AIM → Transcribe all the entries word for word, omitting any pictures they contain.

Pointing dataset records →
◆ ◆ ◆ ◆ ◆ ◆ ◆
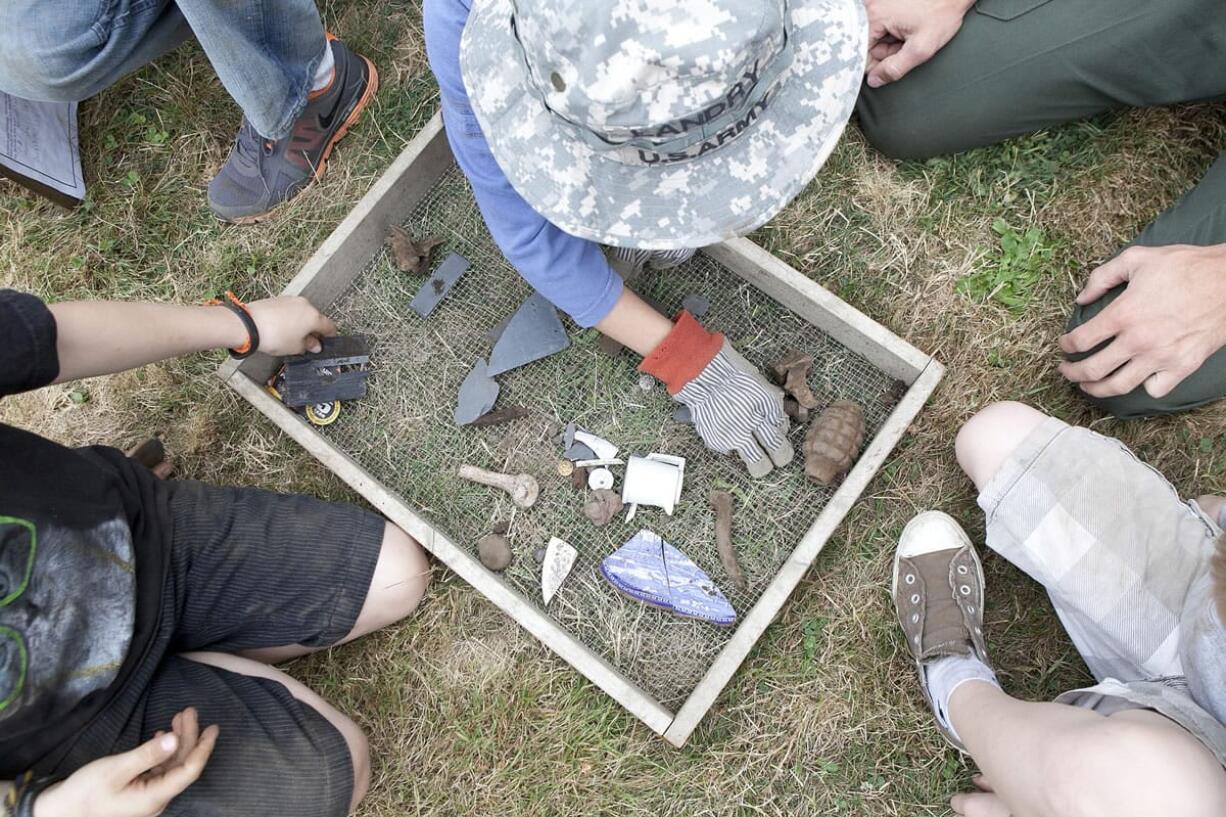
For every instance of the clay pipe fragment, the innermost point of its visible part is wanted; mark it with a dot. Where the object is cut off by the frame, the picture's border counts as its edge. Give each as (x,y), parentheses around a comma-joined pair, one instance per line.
(524,488)
(721,502)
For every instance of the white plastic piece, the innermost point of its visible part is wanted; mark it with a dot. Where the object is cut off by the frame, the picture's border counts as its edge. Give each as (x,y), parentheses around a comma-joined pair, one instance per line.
(601,447)
(600,479)
(559,558)
(654,480)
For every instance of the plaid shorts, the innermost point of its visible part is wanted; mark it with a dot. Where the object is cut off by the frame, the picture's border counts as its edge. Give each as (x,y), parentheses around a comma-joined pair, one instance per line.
(1118,552)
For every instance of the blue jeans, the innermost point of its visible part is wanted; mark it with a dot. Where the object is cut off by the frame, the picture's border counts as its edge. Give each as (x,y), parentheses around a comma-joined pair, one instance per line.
(265,52)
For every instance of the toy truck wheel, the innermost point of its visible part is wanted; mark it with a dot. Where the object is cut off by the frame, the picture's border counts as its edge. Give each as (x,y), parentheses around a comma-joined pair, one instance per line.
(324,414)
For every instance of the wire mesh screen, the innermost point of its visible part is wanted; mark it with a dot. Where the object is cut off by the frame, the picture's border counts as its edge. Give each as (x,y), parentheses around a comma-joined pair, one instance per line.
(402,433)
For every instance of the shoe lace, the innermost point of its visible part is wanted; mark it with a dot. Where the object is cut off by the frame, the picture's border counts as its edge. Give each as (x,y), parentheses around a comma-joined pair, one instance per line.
(249,146)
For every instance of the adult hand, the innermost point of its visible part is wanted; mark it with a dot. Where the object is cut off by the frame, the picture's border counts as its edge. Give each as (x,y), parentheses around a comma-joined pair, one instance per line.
(140,783)
(1162,326)
(906,33)
(289,325)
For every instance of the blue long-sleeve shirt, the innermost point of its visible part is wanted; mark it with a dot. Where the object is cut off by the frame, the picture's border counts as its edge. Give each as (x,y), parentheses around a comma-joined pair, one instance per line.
(570,271)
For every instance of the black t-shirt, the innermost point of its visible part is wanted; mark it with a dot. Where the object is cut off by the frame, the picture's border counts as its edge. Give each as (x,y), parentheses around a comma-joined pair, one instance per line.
(82,562)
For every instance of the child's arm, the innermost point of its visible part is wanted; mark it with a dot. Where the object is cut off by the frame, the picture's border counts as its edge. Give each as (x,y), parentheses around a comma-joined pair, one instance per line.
(103,336)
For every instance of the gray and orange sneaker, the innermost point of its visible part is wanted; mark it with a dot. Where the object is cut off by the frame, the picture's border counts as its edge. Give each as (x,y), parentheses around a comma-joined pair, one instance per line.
(261,174)
(938,594)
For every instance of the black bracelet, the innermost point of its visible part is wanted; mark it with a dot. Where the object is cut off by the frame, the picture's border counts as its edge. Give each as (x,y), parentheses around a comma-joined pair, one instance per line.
(253,333)
(27,796)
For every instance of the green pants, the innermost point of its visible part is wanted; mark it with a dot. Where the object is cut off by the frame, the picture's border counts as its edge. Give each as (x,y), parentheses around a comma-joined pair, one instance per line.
(1021,65)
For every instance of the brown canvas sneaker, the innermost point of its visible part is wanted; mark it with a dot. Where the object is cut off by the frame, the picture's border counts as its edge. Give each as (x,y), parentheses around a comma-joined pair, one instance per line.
(938,594)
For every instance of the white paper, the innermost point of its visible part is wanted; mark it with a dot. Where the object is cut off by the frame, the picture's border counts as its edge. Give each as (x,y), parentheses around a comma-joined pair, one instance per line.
(38,140)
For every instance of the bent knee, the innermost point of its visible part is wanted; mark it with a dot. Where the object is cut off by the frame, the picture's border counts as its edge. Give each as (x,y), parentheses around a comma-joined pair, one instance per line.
(1137,764)
(986,441)
(402,575)
(895,126)
(57,70)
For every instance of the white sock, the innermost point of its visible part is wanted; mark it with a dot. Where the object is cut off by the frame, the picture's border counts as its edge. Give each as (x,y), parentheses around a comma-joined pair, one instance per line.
(947,674)
(324,70)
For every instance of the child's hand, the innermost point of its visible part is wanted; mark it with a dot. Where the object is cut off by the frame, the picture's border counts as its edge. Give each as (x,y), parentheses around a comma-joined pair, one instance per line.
(733,407)
(140,783)
(289,325)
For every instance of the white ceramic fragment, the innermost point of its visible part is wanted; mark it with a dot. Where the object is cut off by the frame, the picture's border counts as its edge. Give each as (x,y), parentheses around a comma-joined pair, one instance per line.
(559,558)
(654,480)
(600,479)
(601,447)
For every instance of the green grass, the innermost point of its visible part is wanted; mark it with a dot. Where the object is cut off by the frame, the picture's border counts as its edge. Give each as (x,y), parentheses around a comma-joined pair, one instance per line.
(466,713)
(1009,274)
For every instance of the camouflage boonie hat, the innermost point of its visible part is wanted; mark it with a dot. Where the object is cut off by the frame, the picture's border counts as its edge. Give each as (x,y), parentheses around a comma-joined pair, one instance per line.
(662,124)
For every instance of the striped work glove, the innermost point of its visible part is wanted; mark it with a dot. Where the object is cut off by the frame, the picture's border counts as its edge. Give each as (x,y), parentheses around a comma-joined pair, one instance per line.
(733,407)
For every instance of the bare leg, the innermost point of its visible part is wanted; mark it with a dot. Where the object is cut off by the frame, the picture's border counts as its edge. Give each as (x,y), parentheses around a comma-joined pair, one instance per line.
(1047,759)
(987,438)
(359,750)
(401,577)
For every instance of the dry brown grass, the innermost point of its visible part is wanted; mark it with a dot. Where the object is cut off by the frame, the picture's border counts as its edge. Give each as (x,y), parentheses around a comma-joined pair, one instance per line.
(467,715)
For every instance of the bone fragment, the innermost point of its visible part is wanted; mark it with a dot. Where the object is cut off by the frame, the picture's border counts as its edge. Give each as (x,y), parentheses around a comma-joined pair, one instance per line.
(721,502)
(522,488)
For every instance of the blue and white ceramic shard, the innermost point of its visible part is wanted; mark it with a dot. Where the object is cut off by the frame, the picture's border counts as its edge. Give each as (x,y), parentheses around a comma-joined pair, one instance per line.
(652,571)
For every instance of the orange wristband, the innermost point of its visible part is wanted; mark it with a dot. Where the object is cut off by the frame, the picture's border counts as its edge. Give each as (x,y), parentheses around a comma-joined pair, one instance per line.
(244,314)
(684,352)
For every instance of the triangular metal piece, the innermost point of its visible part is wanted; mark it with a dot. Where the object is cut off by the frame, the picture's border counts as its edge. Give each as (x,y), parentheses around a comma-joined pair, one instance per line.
(478,393)
(535,331)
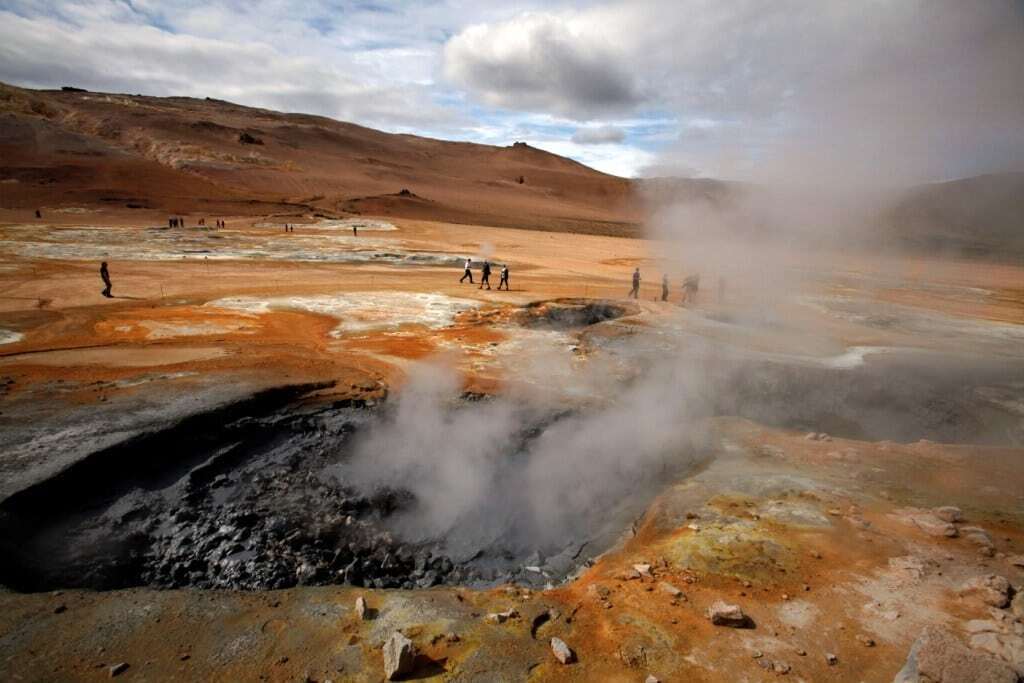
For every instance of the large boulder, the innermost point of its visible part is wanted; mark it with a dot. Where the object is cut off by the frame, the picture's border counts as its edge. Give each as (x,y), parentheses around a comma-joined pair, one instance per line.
◆ ◆ ◆ ◆ ◆ ◆ ◆
OUTPUT OF THE EXERCISE →
For every instance of the clay pipe fragment, the innermost point of its visible part is wanted; mark it with a dot. Where the object is cut off by the frame, the picture's border counts as its edge. Give each as (x,y), parentheses around a comma-joined pair, one instance per line.
(524,488)
(721,502)
For every instance of the white plastic piece, the innermost point of its visible part is wanted; mark it with a dot. Where the object is cut off by the frame, the picture's border counts as its edge. Give each as (x,y), parentheses around a comma-joined pair, one instance per line.
(601,447)
(600,479)
(559,558)
(654,480)
For every instance of the plaid shorts, the innermost point of its visible part is wanted; mark it with a dot. Where the object is cut off by the frame, the picture's border counts as its edge. Give each as (x,y), parentheses around a comma-joined pair, one instance per line.
(1118,552)
For every instance of the blue jeans, the innermost point of its visible part is wanted; mark it with a dot. Where the object is cut off by the frame, the picture's border counts as its edge. Give each as (x,y), parentheses around a comma-joined pair, one instance per line.
(265,52)
For every instance of the toy truck wheel, the innermost point of its visible part is wanted; mark it with a dot. Where the object is cut off by the frame, the picture's border counts as its edge. Give each as (x,y), parentheses around a comma-joined pair, one instance per line.
(324,414)
For every instance of the wire mesh screen, the innermost point of its visible part is wanted; mark it with a dot. Where the object is cut off by the frame, the picture's border counts as its edge. Give each as (x,y), parentheses around a comma-joined pair, one instance per line.
(402,433)
For every instance of the shoe lace, the innermost point of its visible part is wanted; mark it with a dot. Where the object is cut off by the frame, the picture's border counts as its edge. Give each as (x,y), parentheses around a comma-joined pair, one instance per line.
(249,146)
For every instance of the adult hand, the innermost point of its visible part is wanted; mark it with a dot. Where the object is cut off by the frame, the picture's border counts as its edge. Give each as (x,y), parentheses around a comma-joined pair, one instance per line.
(140,783)
(1162,326)
(906,33)
(289,325)
For every instance of the blue long-sleeve shirt, the innermost point of its visible part is wanted; mark it with a dot. Where the object is cut off by the frame, the picture's border counts as its edge. Give each as (x,y), parentheses around a comma-joined pair, one instance per line.
(570,271)
For every instance of the black t-shirt, the innermost point of its visible part is wanted; mark it with a dot. Where the object is cut off by the frame, the picture's border counts as its edge. Give each as (x,y), parentheses around a comma-joined pair, one instance per line.
(82,562)
For every instance of the child's arm, the innermost point of its visible part is wanted; mark it with a dot. Where the object is cut off by the frame, the picture's border counts as its edge. Give each as (x,y), parentheses around a comma-joined pair, one instance per line.
(103,336)
For every instance of the gray and orange sneaker, the innermost point of its visible part is wanted; mark it with a dot. Where the object is cut off by the frame, the picture's border counts as its edge. Give each as (x,y), parentheses around a comma-joined pair, one instance per line.
(261,174)
(938,594)
For every instance of the black bracelet, the innermost point of its visible part is wanted; mark it with a dot. Where the object is cut off by the frame, the picture's border counts as its edge. Give each as (x,y), parentheses around a comma-joined pair, one instance per line.
(253,333)
(27,796)
For every instance of the green pants, the innermost point of its visible part is wanted; mark it with a dot. Where the object is cut off by the frame, the picture's border counts as its edge. Give each as (x,y), parentheses around a comma-joined pair, one instance per line.
(1021,65)
For every instance of the brown canvas sneaker, the innermost point of its visible part is wanted; mark it with a dot. Where the object is cut off by the frame, the picture's border counts as its edge. Give each as (x,y), parentheses around a comma-joined pair, one instance per line.
(938,594)
For every instance of the white paper, the innermost point of its visible part is wanted; mark it with a dot. Where the object is cut off by the frame, the picture's border counts as its edge. Give each as (x,y), parentheses around a comma-joined pair, one instance per line.
(38,140)
For every instance of the bent knee, the innermost point of its visible part is wanted; mark it with a dot. Where the object is cut off by the frame, the picture's border counts as its edge. Give each as (x,y), parentheses around a comma-joined pair, one instance per line.
(1137,764)
(986,441)
(402,575)
(895,126)
(57,70)
For every instance of the white sock, the innermost point of its visible part is wanted; mark it with a dot. Where the object is cut off by the frame, the picture's border counts as its edge. Give each as (x,y), parentheses around a comma-joined pair, one instance per line.
(947,674)
(324,70)
For every instance of the child's hand, the innermost point of its visible part is wanted; mark it with a dot. Where the object is cut off by the frame, the picture's border counts as its edge. Give each as (x,y), parentheses around a comma-joined pair, one instance per line.
(733,407)
(140,783)
(289,325)
For every instance of the white ceramic fragment, the innermost point of its visible part is wanted; mark it with a dot. Where the object is cut off by the frame, the picture's border counts as its edge. Give each as (x,y), parentheses around a comma-joined pair, one instance per line.
(559,558)
(654,480)
(600,479)
(601,447)
For every instance of the green grass, the innermost point of its visible part is wanted; mark it with a dot. Where the object is cut off by the frame, the picture's border counts as its edge. Give each as (x,y), parentheses around a comma-joined pair, one instance per line.
(466,713)
(1009,274)
For every instance of the camouflage boonie hat, the innermost point of its visible part is wanted; mark it with a dot. Where the object is cut off by the frame, the picture's border counts as its edge. Give each as (x,y), parentheses around a comma-joined pair, one instance per line.
(662,124)
For every instance of the striped work glove, the innermost point of its visible part is wanted; mark it with a dot. Where the object is cut off by the frame, the picture's border counts as its edge. Give each as (x,y), parentheses around a comma-joined pair, one instance per line.
(733,407)
For every instance of the bare leg, the innermost point of its visible part is wanted; mark it with a dot. Where the object is cut off by the frame, the picture's border counts as its edge. Give each as (x,y), parentheses around a comma-joined pair, one instance per line.
(1047,759)
(987,438)
(359,750)
(401,577)
For every instance of the dry brown grass, the innermost point of its visible part is wanted; mark it with a dot. Where the object is cut off by the frame, the picture's border counts as its edge. Give each as (x,y), parentheses around a comma-joined pair, one instance per line.
(467,715)
For every instance of the bone fragment, the innermost point of its visible part is wanted; mark it with a dot. Where the object is cut off by the frame, the picture's border counts as its edge. Give each as (x,y), parentheses around a comma-joined pair, one instance per line.
(721,502)
(522,488)
For every instance of the blue and white ceramic shard, the innermost point of its visible part is wanted; mark it with a dot. Where the object is cut off by the frame, the picture's border counts as its edge. Give each as (x,y), parentheses around a comma-joined pair, one instance per line.
(652,571)
For every instance of the orange wristband, the innermost point of its visible part is wanted; mark it with a dot. Where the object is cut off by the frame, the picture's border counts as its edge. Give each as (x,y), parentheses around a comma-joined pair, one instance per line.
(244,314)
(684,352)
For every instance of the triangular metal piece, the innermost point of its visible part is wanted; mark it with a dot. Where the object is cut off by the frame, the picture's border counts as its edge. Give each as (x,y), parentheses around a comma-joined pair, one instance per line.
(478,393)
(535,331)
For every instance of the large boulder, the innermost point of its visible part is wanted; mark it with a dot. Where the object is cut off by the frame, the picture's border counts as its edge. Give each as (x,y), parentheses around a comma-joined pair, one instance per line.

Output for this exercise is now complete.